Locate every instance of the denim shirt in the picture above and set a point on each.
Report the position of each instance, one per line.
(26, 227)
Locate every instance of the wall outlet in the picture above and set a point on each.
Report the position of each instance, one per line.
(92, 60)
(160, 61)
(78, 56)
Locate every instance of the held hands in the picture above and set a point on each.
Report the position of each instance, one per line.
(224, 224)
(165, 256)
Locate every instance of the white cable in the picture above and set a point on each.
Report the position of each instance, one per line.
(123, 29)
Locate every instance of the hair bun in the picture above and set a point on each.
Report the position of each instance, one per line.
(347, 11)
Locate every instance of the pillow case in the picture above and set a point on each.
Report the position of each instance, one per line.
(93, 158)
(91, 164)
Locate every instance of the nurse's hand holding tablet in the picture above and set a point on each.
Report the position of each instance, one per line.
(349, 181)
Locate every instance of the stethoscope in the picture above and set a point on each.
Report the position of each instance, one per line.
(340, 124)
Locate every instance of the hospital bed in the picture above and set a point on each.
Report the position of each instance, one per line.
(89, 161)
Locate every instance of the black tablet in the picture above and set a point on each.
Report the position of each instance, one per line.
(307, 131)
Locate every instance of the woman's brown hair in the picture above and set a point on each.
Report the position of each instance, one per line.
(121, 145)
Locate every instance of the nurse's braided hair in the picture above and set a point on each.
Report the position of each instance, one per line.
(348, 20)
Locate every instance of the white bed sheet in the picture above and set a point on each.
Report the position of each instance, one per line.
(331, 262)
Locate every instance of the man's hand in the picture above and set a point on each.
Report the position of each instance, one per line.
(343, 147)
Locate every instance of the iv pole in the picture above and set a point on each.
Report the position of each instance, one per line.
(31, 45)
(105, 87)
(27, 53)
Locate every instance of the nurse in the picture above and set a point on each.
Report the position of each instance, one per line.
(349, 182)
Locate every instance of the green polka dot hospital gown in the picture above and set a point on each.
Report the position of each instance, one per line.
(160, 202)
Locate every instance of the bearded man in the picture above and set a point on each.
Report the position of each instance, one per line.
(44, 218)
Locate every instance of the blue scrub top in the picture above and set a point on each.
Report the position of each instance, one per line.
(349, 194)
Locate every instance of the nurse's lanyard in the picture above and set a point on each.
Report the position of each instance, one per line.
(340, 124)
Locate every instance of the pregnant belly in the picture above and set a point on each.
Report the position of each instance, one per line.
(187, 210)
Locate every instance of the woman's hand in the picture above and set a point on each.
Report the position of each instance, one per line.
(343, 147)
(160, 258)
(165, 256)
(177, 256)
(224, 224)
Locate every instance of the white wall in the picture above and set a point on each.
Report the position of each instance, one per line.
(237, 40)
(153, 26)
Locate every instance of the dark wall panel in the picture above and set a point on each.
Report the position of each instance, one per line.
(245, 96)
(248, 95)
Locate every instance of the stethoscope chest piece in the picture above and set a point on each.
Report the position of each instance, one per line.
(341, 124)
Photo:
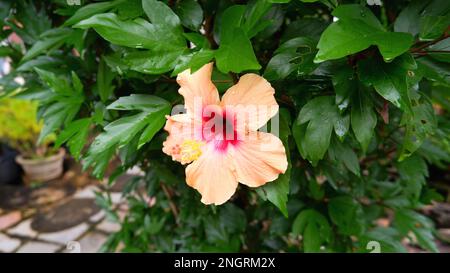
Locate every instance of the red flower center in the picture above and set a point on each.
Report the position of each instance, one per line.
(219, 125)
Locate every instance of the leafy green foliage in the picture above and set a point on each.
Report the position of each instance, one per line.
(356, 30)
(364, 113)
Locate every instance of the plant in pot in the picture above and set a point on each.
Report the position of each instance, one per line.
(20, 130)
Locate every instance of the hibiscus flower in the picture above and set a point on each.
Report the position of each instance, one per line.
(219, 139)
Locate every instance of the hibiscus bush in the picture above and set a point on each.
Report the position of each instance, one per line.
(357, 121)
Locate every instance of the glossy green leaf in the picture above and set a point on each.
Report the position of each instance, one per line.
(347, 214)
(90, 10)
(314, 227)
(191, 14)
(363, 118)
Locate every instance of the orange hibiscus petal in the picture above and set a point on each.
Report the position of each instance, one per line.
(259, 159)
(212, 175)
(198, 87)
(252, 100)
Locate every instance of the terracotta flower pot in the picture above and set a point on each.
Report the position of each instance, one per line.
(43, 169)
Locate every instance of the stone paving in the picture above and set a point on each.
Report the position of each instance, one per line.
(74, 224)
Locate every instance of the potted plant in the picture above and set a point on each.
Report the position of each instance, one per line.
(20, 130)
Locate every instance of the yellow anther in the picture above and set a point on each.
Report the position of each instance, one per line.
(190, 151)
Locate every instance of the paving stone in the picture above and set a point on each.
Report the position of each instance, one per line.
(108, 226)
(64, 236)
(65, 216)
(92, 242)
(38, 247)
(23, 229)
(97, 217)
(47, 195)
(8, 244)
(9, 219)
(87, 192)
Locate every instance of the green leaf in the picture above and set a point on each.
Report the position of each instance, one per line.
(235, 52)
(389, 79)
(194, 61)
(75, 134)
(410, 221)
(136, 33)
(104, 81)
(254, 13)
(294, 55)
(347, 214)
(345, 84)
(91, 10)
(162, 16)
(153, 63)
(388, 238)
(413, 171)
(433, 70)
(343, 153)
(322, 115)
(277, 191)
(420, 124)
(407, 19)
(432, 27)
(363, 118)
(356, 30)
(53, 38)
(191, 14)
(60, 103)
(314, 228)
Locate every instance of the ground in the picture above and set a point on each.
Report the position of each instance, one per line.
(58, 216)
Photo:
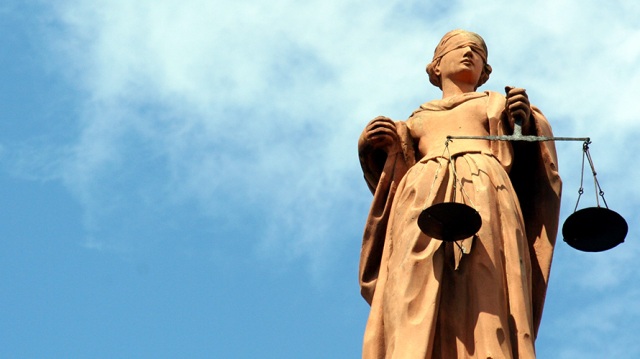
---------------
• _Problem description_: Copy out the stretch of rows from the line containing "Locate every instance of the terracotta" through the end of the rows, word for word, and leave the pictures out.

• _Solved exercise_:
Locate every instance of the terracotta flower pot in the picture above and set a point on each.
Report the position of each instance, one per line.
(43, 169)
Locate every instance of the stone paving in the picture above and set a point on each.
Report the position of each instance, one per line.
(74, 224)
Locate every instance of the potted plant in the picture above and set a point on each.
Report the position of each instance, one per line.
(20, 130)
Locate every instance of the yellow anther in the picture above and set a point on each.
Report the position of each instance, one per line.
(190, 151)
Locate every instance of the paving stone in the picture above and set a point on each.
Report the position of each instance, one per line.
(108, 226)
(64, 236)
(65, 216)
(92, 242)
(38, 247)
(23, 229)
(97, 217)
(47, 195)
(8, 244)
(9, 219)
(87, 192)
Locate every instance of the green leaf in the picture above and set a point on each.
Report the position of each instance, one per line.
(235, 52)
(389, 79)
(194, 61)
(75, 134)
(410, 221)
(136, 33)
(104, 81)
(254, 13)
(294, 55)
(347, 214)
(345, 84)
(91, 10)
(162, 16)
(153, 63)
(388, 238)
(413, 171)
(433, 70)
(343, 153)
(322, 115)
(277, 191)
(420, 124)
(407, 19)
(432, 27)
(363, 118)
(356, 30)
(53, 38)
(191, 14)
(60, 103)
(314, 228)
Locate every instance of the ground in the picture above and set a point on each.
Report the position of each instance, one per line.
(58, 216)
Photo:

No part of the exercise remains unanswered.